Do this:
Return, word for word, the stretch of lines from the one containing "Find every instance of the waterfall in" through the last line.

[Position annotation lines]
-----

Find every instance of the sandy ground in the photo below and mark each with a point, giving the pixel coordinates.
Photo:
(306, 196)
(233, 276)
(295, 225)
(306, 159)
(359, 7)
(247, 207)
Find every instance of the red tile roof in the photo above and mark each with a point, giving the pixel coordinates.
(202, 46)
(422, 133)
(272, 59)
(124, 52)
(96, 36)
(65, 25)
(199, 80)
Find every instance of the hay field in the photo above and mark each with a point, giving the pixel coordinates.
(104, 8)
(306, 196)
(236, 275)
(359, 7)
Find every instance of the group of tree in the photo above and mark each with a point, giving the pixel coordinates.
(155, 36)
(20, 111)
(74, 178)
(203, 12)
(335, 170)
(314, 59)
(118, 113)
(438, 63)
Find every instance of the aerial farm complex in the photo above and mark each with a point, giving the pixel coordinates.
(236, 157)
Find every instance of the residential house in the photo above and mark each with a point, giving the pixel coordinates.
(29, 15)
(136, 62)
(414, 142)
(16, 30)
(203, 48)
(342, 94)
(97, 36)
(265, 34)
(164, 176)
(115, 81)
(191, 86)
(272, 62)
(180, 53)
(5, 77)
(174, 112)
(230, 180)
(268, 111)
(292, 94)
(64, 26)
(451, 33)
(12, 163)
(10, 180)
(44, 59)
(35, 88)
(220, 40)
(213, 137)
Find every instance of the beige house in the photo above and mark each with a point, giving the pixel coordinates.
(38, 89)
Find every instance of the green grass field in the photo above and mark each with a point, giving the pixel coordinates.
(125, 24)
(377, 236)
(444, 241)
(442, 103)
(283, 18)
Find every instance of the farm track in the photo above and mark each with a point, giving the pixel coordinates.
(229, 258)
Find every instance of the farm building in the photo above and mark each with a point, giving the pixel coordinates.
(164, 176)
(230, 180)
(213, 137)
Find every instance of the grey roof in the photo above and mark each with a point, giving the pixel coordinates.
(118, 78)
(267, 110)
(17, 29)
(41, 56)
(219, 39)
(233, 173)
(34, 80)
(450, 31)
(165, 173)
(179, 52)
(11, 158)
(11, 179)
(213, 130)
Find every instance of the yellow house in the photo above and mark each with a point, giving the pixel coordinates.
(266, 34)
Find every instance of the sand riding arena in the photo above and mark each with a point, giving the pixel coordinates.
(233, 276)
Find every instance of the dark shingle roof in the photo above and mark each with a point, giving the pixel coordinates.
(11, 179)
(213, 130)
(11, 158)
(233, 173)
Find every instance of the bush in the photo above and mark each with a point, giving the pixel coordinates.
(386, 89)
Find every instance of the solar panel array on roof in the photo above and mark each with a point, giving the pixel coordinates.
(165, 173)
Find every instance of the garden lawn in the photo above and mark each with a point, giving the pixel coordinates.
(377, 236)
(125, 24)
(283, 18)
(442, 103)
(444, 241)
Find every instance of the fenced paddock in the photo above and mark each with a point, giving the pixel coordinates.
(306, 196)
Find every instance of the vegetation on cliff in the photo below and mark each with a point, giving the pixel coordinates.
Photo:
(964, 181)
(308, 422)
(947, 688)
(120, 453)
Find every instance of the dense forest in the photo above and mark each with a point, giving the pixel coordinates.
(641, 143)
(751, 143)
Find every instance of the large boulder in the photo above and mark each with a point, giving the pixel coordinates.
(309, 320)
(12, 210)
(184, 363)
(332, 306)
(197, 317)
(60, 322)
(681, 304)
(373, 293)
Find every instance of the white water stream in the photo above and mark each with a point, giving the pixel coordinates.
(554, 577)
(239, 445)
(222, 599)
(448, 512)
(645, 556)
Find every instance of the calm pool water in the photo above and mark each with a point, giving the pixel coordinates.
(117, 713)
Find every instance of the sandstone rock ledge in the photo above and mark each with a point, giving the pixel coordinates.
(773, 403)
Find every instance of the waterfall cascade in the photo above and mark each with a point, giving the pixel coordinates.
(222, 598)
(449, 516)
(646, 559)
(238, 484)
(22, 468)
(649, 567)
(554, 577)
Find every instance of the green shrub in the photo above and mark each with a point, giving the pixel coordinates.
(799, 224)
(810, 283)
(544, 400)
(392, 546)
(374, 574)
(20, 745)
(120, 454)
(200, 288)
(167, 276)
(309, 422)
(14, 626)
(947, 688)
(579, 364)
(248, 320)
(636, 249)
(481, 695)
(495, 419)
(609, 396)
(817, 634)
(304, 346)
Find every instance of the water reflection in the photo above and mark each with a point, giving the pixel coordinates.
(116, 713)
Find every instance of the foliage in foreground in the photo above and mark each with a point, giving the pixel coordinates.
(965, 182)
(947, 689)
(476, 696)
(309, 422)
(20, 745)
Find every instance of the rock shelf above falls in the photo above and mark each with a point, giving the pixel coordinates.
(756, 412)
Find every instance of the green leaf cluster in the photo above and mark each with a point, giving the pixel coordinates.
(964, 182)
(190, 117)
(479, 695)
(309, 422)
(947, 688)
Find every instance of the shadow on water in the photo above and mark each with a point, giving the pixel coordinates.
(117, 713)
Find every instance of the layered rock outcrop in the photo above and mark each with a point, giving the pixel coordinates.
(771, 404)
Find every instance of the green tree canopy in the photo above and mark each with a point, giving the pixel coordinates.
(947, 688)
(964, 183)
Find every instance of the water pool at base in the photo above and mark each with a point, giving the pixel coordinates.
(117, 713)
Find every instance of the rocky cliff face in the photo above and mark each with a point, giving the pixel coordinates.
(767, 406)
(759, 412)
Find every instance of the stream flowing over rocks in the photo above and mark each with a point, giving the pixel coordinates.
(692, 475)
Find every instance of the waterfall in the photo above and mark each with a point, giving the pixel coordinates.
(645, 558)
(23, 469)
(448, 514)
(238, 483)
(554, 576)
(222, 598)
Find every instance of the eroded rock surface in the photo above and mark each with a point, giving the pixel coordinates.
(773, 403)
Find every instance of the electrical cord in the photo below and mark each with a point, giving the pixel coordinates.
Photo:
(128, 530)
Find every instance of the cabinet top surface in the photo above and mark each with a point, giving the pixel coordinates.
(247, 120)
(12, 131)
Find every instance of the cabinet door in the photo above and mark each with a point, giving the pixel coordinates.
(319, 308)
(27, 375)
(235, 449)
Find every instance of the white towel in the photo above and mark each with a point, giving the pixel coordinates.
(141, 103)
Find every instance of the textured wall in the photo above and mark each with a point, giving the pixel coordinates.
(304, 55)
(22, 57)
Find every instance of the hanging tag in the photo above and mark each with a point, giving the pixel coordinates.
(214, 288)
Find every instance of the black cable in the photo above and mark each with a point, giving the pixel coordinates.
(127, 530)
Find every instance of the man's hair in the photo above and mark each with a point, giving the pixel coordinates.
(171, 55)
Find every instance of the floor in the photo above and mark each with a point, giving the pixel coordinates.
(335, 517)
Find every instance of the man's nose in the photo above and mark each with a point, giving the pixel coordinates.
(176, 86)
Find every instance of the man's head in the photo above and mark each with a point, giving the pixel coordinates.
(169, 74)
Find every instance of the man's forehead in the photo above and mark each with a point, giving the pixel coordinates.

-----

Result:
Find every instance of the waterfall in the photo above and mark each with a point, giving the pixel coordinates.
(645, 558)
(23, 469)
(448, 514)
(238, 483)
(554, 576)
(222, 598)
Find every instance of the eroded rock surface in the photo above and mark each with a point, giving the pixel coordinates.
(773, 403)
Find every instance of the electrical cord in the photo below and mark each with a point, giving the pixel coordinates.
Photo:
(128, 530)
Find every instance of the cabinet top surface in the photo above and mark each with a point, giving the pixel coordinates.
(247, 120)
(12, 131)
Find every instance of the cabinet door in the photo above and mark each with a point, giving the pixel coordinates.
(319, 308)
(27, 375)
(235, 449)
Find every instance of the white towel in the photo above and mark each with a point, giving the pixel coordinates.
(141, 103)
Find every instance of the textured wall in the photo above and mark each with a point, giving the pixel coordinates.
(304, 55)
(22, 57)
Find every instance of the hanging tag in the photo above and mark each with a point, giving the pixel coordinates.
(214, 288)
Find every instance of the black cable in the photo above and mark each with a point, giving the pixel coordinates.
(127, 530)
Find every instance of the man's hair in the photo above and mark each with a point, giving the pixel coordinates.
(171, 55)
Find every instance of the floor in the photo above and mark each with a point, giving the pixel coordinates.
(335, 517)
Find every instance of the man's nose in the photo above and mark each with a point, giving the pixel coordinates.
(176, 86)
Find every instance of the man's head in the photo above and mark each with a point, giving the pixel coordinates.
(169, 74)
Find every instance of the man's forehead in the photo above and mark each with a point, giving the pixel coordinates.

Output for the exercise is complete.